WORK TASK: These entries are to be set down again exactly.

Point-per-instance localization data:
········

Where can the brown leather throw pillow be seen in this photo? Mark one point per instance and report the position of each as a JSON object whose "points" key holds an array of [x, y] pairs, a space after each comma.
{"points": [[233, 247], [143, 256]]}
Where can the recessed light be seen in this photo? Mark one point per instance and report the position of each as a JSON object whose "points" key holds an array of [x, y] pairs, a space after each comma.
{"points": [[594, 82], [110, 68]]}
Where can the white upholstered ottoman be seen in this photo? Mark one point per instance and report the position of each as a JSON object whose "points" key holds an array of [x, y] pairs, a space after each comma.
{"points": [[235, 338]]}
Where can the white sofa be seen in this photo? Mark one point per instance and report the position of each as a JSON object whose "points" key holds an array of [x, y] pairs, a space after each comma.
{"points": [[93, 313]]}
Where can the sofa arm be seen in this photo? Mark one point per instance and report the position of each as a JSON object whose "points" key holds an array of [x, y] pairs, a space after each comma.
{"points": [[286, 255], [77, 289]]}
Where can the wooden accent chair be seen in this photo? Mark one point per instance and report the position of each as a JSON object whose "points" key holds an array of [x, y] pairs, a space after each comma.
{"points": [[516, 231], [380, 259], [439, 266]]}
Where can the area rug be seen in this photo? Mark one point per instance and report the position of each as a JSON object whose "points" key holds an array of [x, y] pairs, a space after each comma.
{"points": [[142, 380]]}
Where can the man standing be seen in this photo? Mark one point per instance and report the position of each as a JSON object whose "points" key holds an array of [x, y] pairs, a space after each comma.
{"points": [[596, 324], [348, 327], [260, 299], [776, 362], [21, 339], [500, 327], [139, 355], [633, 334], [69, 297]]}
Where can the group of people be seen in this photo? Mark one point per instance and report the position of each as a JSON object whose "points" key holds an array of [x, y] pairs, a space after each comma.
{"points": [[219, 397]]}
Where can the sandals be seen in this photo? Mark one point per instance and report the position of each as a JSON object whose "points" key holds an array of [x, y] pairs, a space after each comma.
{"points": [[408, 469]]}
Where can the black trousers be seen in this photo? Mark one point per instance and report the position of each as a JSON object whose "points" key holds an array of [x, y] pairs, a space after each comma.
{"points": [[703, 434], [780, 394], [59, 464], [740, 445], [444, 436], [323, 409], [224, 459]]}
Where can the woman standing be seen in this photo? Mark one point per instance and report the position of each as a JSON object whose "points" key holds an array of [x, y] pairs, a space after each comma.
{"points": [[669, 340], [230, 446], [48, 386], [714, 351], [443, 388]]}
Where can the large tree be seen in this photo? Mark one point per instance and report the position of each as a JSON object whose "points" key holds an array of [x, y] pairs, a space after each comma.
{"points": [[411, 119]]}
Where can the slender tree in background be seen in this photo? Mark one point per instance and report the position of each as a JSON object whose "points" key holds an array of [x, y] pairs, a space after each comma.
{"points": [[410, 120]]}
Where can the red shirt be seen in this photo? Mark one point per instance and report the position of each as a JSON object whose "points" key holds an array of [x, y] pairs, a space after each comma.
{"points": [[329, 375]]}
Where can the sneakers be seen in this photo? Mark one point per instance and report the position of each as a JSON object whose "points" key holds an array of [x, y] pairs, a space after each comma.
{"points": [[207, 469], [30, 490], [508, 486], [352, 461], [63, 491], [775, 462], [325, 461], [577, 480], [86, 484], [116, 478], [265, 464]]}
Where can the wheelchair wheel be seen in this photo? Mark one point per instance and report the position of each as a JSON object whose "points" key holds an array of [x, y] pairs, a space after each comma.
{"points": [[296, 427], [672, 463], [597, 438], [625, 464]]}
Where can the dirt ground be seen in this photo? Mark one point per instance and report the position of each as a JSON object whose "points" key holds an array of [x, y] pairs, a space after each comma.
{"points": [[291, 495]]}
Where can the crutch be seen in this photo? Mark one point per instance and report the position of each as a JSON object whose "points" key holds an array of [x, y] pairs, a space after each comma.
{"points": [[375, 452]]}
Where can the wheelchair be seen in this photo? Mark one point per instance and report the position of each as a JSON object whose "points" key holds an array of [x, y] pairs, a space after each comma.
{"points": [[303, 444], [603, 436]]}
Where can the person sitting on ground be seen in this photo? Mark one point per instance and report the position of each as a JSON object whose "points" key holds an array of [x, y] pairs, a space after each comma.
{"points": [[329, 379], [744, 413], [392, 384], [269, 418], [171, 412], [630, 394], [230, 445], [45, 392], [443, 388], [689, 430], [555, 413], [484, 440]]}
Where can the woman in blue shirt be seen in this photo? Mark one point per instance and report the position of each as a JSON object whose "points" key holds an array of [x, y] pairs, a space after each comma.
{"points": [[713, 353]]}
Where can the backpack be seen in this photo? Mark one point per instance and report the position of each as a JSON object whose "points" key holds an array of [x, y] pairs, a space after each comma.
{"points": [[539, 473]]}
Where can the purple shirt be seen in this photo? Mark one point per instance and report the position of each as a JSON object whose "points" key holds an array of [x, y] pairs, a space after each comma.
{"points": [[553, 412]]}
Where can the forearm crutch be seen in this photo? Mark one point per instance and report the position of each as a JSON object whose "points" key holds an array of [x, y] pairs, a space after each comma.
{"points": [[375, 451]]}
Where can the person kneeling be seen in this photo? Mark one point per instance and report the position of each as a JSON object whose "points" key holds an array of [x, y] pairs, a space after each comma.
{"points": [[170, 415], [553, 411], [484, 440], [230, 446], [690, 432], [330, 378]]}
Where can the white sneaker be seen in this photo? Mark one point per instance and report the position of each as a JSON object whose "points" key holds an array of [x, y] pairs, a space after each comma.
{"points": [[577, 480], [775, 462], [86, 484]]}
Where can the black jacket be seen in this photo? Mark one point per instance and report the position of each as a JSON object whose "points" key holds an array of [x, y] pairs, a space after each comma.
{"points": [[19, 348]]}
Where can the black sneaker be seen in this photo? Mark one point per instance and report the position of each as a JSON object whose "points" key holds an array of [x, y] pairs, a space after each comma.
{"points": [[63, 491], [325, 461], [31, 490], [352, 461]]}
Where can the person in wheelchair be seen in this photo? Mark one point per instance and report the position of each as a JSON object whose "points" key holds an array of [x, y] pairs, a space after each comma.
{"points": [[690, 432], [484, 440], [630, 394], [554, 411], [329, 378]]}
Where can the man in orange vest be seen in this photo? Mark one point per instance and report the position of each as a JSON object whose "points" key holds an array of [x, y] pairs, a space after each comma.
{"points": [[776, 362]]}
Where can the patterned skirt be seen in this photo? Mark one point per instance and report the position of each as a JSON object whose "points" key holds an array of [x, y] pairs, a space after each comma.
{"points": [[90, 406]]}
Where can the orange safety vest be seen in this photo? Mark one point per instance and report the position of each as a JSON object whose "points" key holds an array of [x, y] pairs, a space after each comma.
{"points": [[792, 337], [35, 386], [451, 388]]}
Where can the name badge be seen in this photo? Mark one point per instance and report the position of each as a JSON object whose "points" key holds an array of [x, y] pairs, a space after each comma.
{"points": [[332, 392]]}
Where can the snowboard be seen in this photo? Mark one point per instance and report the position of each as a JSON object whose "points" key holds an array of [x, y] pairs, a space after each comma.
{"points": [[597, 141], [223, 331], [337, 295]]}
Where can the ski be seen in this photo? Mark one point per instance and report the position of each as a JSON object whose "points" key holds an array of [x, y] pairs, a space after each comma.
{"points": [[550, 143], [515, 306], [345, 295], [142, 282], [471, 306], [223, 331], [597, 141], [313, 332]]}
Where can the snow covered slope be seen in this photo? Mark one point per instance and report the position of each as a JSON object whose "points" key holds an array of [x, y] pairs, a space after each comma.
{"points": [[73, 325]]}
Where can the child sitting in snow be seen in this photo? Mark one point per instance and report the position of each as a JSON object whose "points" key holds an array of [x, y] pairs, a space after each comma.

········

EXERCISE OUTPUT:
Where can the brown leather throw pillow be seen in this photo? Mark one point per instance and report the position of each as a JSON object whose "points" key holds an array of [x, y] pairs, a space after each comma.
{"points": [[233, 247], [143, 256]]}
Where can the recessed light be seen in this photo? Mark one point per instance and report the position of each as a JSON object whose "points" key holds an array of [x, y] pairs, a space after each comma.
{"points": [[594, 82], [110, 68]]}
Where can the white upholstered ottoman be seen in this photo? Mark one point per instance and report the position of each as a JSON object whose "points" key holds an array of [x, y] pairs, a space after each comma.
{"points": [[235, 338]]}
Where can the white sofa be seen in this photo? Mark one point per instance and report the position of each as a JSON object whose "points" key holds an array of [x, y] pairs, a space after each comma.
{"points": [[93, 313]]}
Where can the sofa arm be seen in this photo? Mark one point per instance and report the position of each as a JSON object whose "points" key holds an array of [x, y] pairs, a space after each comma.
{"points": [[286, 255], [77, 289]]}
Where can the wooden accent chair be seen in this photo? Mark one point per instance and report the position of each as a JSON object whose "points" key holds an array of [x, y] pairs, a space after each comma.
{"points": [[516, 231], [380, 259], [439, 266]]}
Where can the area rug be seen in this photo? Mark one point per instance and report the position of each as a JSON object whose "points" key holds an array of [x, y] pairs, a space after each comma.
{"points": [[142, 380]]}
Where can the man standing be seen in this photo? Mark one point per instance and report the position of each as a JSON object whose "points" key holds an array of [x, y] pairs, a space after each comma.
{"points": [[596, 324], [348, 327], [260, 299], [776, 362], [21, 339], [500, 327], [139, 355], [633, 334], [69, 297]]}
Where can the group of people be seen in this photo? Mark one point per instance and report the position of each as a JSON object whose "points" key holds an array of [x, y] pairs, a space after each comma.
{"points": [[219, 397]]}
Where can the sandals be seen in this photo? Mark one point per instance and report the position of each as a JSON object whose "points" key holds an array of [x, y] pairs, a space after each comma.
{"points": [[408, 469]]}
Where can the black trousers be seen in this photo? Mark one point per instance and report the position of each as a JSON object whose "points" key holds an array of [x, y] pairs, a space after each comma.
{"points": [[703, 434], [780, 394], [59, 464], [740, 445], [444, 436], [323, 409], [224, 459]]}
Where can the woman standing be seen in this photo? Mark one point per instance and report the position of each as a JSON object whose "points" key holds an array of [x, y] pairs, a space after each comma.
{"points": [[669, 340], [230, 446], [48, 386], [714, 351], [443, 388]]}
Where can the large tree be seen in this photo? Mark one point per instance and report the position of each as a JSON object whose "points" key holds an array of [x, y] pairs, a space after each comma.
{"points": [[411, 119]]}
Where can the slender tree in background be seen in this photo? Mark one point per instance and report the position of each as a JSON object whose "points" key holds an array of [x, y] pairs, a space after each comma.
{"points": [[410, 120]]}
Where can the red shirt be seen in this photo? Mark one point per instance and report the position of each as a JSON object whose "points" key holds an array of [x, y] pairs, a space after each comma.
{"points": [[329, 375]]}
Where can the sneakers be seen in this photo? Mark one point per instance and report the position of each as a JSON object whose "points" key holds an array of [x, y] pairs, a space after each comma.
{"points": [[207, 469], [30, 490], [508, 486], [352, 461], [63, 491], [775, 462], [325, 461], [577, 480], [86, 484], [116, 478], [265, 464]]}
Where can the wheelchair wheel be seen in this photo? Mark one point per instance and report the position of each as a JSON object whose "points" key holds an array of [x, y] pairs, a space after each comma.
{"points": [[296, 427], [672, 463], [597, 438], [625, 464]]}
Where can the dirt ground be seen in this photo? Mark one point per instance and report the position of each as a JSON object whose "points" key holds an array of [x, y] pairs, a space after each comma.
{"points": [[291, 495]]}
Where can the crutch be seen in this photo? Mark one point per instance and report the position of each as a JSON object whose "points" key holds an array of [x, y] pairs, a space after each comma.
{"points": [[375, 452]]}
Where can the wheelchair be seen in this photo? Mark one point per instance and report the position of each as a JSON object whose "points" key holds an array of [x, y] pairs, a space after each comma.
{"points": [[303, 444], [603, 436]]}
Where can the person sitting on ground be seen in this photo? Mark one point per instance and report the position of each as a JSON object whose "points" key holds an array of [x, y] pairs, a space after each comma.
{"points": [[329, 379], [744, 413], [392, 384], [269, 418], [171, 412], [630, 394], [230, 445], [45, 392], [443, 388], [689, 430], [555, 413], [484, 440]]}
Where can the woman in blue shirt be seen in this photo? Mark one point per instance and report the position of each as a JSON object whose "points" key holds an array of [x, y] pairs, a space after each comma.
{"points": [[713, 353]]}
Where can the backpack be seen in this photo? Mark one point per instance and report the position of each as a JSON object whose "points" key holds an array of [x, y] pairs, a space after each comma.
{"points": [[539, 473]]}
Where can the purple shirt be seen in this photo? Mark one point per instance and report the position of each as a JSON object whose "points" key holds an array of [x, y] pairs, a space after each comma.
{"points": [[553, 412]]}
Where can the forearm crutch be seen in this photo? Mark one point per instance and report the position of each as a JSON object whose "points" key holds an array of [x, y] pairs, a space after each comma.
{"points": [[375, 451]]}
Where can the person kneeling be seen in this photo? Mark one point per instance and report the position of each as a JSON object whose "points" key holds an array of [x, y] pairs, a space after each comma.
{"points": [[170, 415], [553, 411], [484, 440], [230, 446], [690, 432], [330, 378]]}
Where can the white sneaker be seen in this photo? Mark one point per instance and report the position of each as a JSON object whose "points" key holds an array of [x, y] pairs, a space after each comma.
{"points": [[577, 480], [775, 462], [86, 484]]}
Where can the black jacket be seen in this photo? Mark one point per instance and report the position of each as a JSON object whose "points" key holds an array of [x, y] pairs, a space after each comma.
{"points": [[19, 348]]}
Where can the black sneaker be seen in this photo? Mark one point per instance and report the position of each as a JSON object whose "points" key holds an array of [x, y] pairs, a space after each comma.
{"points": [[63, 491], [325, 461], [31, 490], [352, 461]]}
Where can the person in wheelchair be seen in this photo? Mark one point per instance and report the position of each as a JSON object whose "points" key holds an array of [x, y] pairs, a space after each comma.
{"points": [[690, 432], [484, 440], [630, 394], [554, 411], [329, 378]]}
Where can the man in orange vest be seen in this photo? Mark one point per instance and report the position of each as a JSON object whose "points" key holds an array of [x, y] pairs, a space after each comma.
{"points": [[776, 362]]}
Where can the patterned skirt be seen in this photo? Mark one point per instance and report the position of each as a JSON object whose "points" key holds an array of [x, y] pairs, a space after each comma.
{"points": [[90, 406]]}
Where can the orange safety vest be seen in this photo? Mark one point per instance and report the position of each as a JSON object whose "points" key holds an array of [x, y] pairs, a space after each comma.
{"points": [[792, 337], [35, 386], [451, 388]]}
Where can the name badge be seen in this photo? Mark one point per instance and report the position of each as a JSON object whose "points" key holds an array of [x, y] pairs, a space after each comma.
{"points": [[332, 392]]}
Where can the snowboard be seen in this photo? Mark one point per instance and report the position of each as a JSON object whose "points" key holds an array of [x, y] pairs, a space after each comma.
{"points": [[597, 141], [223, 331], [337, 295]]}
Where can the ski be seen in this photo? Mark one point per instance and report the position of each as a JSON object whose "points" key holds an array of [x, y] pairs, a space after each comma.
{"points": [[550, 143], [515, 306], [345, 295], [142, 282], [471, 306], [223, 331], [597, 141], [313, 332]]}
Where can the snow covered slope be seen in this photo? Mark one point per instance and report the position of each as a JSON object whose "points" key holds an array of [x, y] pairs, a space after each comma.
{"points": [[73, 325]]}
Where can the child sitting in snow be seen in this photo? Mark one point per instance and report the position of each as a JSON object whose "points" key holds an array of [x, y] pairs, a space after each comma.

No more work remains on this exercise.